#### Exercise inputs

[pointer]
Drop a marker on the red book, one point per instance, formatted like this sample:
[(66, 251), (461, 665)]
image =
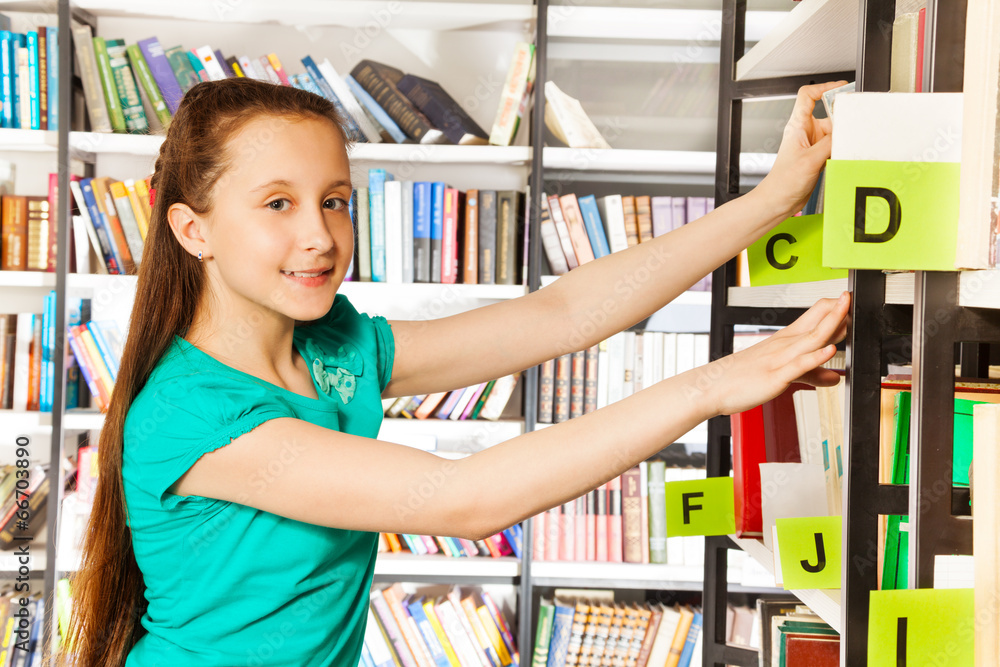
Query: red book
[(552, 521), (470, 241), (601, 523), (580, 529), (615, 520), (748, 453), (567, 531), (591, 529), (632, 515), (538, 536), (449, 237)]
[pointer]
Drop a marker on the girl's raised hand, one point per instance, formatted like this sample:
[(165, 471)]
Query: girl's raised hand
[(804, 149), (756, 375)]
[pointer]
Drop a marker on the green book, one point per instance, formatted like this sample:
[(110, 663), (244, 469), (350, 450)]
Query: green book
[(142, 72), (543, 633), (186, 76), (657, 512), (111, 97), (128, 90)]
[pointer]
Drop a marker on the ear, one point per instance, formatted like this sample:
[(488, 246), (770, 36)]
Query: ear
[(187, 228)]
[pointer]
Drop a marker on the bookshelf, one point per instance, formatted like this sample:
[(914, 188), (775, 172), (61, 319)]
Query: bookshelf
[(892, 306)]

########

Reproduce every one of the rows above word for word, leaving out the pictures.

* [Response]:
[pointer]
Drop a marker on the red book, one point per instance, formatted like this sample:
[(66, 251), (461, 665)]
image =
Query: red book
[(552, 521), (470, 241), (601, 523), (580, 529), (615, 520), (748, 453), (567, 531), (591, 529), (632, 515), (538, 536), (449, 237)]
[pointer]
Drop a marker on the girl's raised hand, one point per instance, formatted like this sample:
[(165, 471)]
Query: girl's raised hand
[(804, 149), (756, 375)]
[pointer]
Drop a marker on the green book, one point per instance, formatted like this sample:
[(110, 663), (244, 469), (350, 450)]
Query: green book
[(142, 72), (543, 633), (186, 76), (657, 512), (111, 97), (128, 90)]
[pointer]
Drop a marker on the ear, one point per instance, formatted like this sample:
[(488, 246), (770, 36)]
Query: ear
[(187, 228)]
[pointer]
Drop a marker on the bookshelf, one point per instance, formatted like this sample:
[(914, 188), (775, 172), (61, 319)]
Query: bookshelf
[(892, 306)]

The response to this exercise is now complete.